What you are asked to do: Copy the passage from the article on the New York collective agreement ruling, starting at "New York court" and ending at "York ruling said.".

Selected text:

● ● ● ● ● ● ●

New York court finds part of collective agreement unenforceable
A termination dispute arising from a collective bargaining agreement (CBA) was not arbitrable because giving for-cause termination protection to an exempt-class employee via the CBA would violate a statute, decisional law, or public policy, a recent New York ruling said.
Exempt-class civil service employees are those who have positions of a confidential nature and personal qualities that an examination cannot practicably test. This class of employees is terminable at will. In 2012, the Town of Monroe appointed to its planning board a new secretary, whose role was deemed an exempt position.
In 2015, the town entered a CBA with Teamsters Local 445. The CBA defined the bargaining unit to include the secretary, vested certain exempt employees with for-cause termination protection, made the discipline and termination procedures in sections 75 and 76 of the Civil Service Law applicable to the secretary and to most other employees, and provided grievance procedures leading to binding arbitration.

● ● ● ● ● ● ●

Dataset extract:
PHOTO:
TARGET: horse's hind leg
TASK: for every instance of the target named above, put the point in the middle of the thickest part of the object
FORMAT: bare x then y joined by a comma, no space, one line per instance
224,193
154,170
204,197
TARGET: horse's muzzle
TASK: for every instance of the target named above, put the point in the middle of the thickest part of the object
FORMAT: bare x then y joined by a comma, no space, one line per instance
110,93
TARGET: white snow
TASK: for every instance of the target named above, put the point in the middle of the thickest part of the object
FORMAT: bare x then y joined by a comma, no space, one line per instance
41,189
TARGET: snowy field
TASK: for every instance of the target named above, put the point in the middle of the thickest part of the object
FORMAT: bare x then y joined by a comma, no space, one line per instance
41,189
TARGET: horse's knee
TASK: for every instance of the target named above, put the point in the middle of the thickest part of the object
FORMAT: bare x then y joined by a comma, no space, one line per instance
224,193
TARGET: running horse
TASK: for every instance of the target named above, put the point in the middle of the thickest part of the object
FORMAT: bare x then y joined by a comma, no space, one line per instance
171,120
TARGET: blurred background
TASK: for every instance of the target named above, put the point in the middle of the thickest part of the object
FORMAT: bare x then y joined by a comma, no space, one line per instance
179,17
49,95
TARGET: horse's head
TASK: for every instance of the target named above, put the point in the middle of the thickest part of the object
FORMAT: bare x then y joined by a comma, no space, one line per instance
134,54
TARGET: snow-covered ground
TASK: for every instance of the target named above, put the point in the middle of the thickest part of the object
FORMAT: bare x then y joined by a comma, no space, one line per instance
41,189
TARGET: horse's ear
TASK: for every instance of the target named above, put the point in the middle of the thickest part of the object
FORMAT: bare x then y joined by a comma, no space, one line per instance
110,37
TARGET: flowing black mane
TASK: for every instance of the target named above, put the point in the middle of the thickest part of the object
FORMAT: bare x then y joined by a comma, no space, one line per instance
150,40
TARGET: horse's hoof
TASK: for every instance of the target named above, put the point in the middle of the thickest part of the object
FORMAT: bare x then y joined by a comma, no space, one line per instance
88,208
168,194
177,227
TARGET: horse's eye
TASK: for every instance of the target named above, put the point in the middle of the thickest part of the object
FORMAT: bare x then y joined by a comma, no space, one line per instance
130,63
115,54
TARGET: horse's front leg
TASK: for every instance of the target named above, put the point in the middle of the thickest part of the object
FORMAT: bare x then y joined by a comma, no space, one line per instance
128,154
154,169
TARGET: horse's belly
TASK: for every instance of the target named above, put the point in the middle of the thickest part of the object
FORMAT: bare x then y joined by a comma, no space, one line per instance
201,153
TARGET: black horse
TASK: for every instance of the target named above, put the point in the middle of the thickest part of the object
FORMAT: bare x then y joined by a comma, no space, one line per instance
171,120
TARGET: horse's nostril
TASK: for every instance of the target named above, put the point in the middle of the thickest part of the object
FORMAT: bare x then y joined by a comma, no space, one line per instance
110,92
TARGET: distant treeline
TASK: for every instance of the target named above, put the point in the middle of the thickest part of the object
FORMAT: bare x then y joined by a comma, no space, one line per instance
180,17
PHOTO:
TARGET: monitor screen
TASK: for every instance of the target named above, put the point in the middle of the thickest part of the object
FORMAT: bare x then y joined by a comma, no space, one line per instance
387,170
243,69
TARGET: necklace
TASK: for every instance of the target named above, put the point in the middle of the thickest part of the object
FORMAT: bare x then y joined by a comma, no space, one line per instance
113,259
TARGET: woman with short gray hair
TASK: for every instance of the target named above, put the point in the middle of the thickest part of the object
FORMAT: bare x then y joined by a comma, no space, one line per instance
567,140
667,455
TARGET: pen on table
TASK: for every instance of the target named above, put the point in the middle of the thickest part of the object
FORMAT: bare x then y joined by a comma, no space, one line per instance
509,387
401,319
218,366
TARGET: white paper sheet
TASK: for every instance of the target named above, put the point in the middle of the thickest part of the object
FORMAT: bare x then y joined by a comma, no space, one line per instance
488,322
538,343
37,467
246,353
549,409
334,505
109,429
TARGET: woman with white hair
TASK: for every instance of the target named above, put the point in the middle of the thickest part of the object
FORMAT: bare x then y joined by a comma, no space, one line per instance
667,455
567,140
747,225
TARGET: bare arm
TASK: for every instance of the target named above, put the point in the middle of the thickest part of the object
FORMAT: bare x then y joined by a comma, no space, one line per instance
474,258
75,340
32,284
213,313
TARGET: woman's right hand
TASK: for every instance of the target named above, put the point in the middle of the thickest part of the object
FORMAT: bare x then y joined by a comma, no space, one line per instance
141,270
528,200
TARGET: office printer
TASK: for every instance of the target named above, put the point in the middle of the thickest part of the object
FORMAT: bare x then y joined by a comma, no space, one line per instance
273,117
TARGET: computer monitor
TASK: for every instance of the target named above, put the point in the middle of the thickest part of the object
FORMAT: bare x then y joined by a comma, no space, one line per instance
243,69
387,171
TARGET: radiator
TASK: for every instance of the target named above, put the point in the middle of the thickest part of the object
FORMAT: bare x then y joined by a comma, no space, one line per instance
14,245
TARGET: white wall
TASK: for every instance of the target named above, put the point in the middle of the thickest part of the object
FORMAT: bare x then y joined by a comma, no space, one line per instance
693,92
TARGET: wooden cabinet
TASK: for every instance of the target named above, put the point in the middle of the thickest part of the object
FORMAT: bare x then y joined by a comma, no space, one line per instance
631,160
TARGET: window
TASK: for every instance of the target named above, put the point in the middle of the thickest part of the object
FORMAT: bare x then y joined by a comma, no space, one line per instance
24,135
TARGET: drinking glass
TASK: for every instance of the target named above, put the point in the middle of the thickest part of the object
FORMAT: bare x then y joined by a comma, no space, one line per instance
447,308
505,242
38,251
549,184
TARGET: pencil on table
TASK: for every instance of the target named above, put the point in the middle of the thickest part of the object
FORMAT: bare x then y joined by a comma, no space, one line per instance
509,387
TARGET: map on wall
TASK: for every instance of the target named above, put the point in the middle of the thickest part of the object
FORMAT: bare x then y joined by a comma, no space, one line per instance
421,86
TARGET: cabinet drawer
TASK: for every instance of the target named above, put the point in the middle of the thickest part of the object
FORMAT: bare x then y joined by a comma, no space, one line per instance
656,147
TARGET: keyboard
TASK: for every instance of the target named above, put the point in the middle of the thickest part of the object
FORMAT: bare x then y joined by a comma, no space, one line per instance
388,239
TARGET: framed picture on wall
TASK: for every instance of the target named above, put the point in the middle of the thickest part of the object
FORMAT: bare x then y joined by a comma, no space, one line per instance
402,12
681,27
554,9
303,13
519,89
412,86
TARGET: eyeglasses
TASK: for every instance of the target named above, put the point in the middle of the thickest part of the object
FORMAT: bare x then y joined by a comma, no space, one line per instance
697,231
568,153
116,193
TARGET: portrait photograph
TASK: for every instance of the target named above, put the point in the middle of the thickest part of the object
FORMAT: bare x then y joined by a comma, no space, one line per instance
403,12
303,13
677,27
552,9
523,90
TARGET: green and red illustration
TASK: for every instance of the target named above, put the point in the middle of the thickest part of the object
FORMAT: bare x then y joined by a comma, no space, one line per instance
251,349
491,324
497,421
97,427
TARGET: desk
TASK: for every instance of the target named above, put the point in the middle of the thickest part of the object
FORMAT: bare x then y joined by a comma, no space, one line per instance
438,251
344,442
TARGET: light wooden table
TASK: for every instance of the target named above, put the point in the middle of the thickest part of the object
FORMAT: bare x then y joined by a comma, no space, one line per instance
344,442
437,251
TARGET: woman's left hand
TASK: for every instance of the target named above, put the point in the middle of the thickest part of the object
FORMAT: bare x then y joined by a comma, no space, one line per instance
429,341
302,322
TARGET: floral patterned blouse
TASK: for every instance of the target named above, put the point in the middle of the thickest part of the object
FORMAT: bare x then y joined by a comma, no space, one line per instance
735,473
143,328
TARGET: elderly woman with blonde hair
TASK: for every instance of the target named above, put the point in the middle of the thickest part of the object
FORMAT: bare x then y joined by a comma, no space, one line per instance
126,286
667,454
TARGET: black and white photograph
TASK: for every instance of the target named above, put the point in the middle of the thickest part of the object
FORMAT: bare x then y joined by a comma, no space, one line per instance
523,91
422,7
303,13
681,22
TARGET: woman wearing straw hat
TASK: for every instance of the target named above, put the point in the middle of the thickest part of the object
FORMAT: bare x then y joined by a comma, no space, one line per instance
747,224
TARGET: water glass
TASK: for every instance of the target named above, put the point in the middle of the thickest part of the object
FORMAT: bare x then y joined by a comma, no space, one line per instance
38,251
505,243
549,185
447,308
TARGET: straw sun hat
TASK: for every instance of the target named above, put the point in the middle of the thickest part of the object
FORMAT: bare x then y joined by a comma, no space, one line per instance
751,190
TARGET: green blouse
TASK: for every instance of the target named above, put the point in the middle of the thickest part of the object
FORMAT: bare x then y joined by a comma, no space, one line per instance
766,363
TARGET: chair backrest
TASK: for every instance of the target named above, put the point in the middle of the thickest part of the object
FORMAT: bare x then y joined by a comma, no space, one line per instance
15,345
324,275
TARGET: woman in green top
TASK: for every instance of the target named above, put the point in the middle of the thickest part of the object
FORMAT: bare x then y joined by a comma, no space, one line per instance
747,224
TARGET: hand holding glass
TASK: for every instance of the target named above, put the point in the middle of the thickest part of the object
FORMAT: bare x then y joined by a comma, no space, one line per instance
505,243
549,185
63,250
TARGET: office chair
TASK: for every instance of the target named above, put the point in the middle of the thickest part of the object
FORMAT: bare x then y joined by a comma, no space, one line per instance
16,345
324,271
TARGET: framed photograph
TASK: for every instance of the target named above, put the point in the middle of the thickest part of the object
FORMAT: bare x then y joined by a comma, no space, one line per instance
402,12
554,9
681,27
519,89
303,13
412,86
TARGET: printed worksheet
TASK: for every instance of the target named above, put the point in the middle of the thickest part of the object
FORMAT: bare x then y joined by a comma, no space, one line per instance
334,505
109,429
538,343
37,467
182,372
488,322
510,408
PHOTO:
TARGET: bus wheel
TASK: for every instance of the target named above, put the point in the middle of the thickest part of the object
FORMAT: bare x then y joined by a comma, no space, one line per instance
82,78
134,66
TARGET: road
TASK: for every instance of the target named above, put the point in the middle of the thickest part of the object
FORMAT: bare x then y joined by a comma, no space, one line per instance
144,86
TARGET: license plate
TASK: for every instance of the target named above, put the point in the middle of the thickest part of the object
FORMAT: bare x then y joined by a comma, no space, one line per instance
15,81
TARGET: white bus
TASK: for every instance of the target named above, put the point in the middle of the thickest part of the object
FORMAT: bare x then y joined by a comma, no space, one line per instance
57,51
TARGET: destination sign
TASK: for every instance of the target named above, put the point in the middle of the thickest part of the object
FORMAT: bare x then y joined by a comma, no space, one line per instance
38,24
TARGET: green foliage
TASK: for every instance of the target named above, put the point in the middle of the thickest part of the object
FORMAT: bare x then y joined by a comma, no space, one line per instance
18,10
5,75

● ● ● ● ● ● ●

Full response:
New York court finds part of collective agreement unenforceable
A termination dispute arising from a collective bargaining agreement (CBA) was not arbitrable because giving for-cause termination protection to an exempt-class employee via the CBA would violate a statute, decisional law, or public policy, a recent New York ruling said.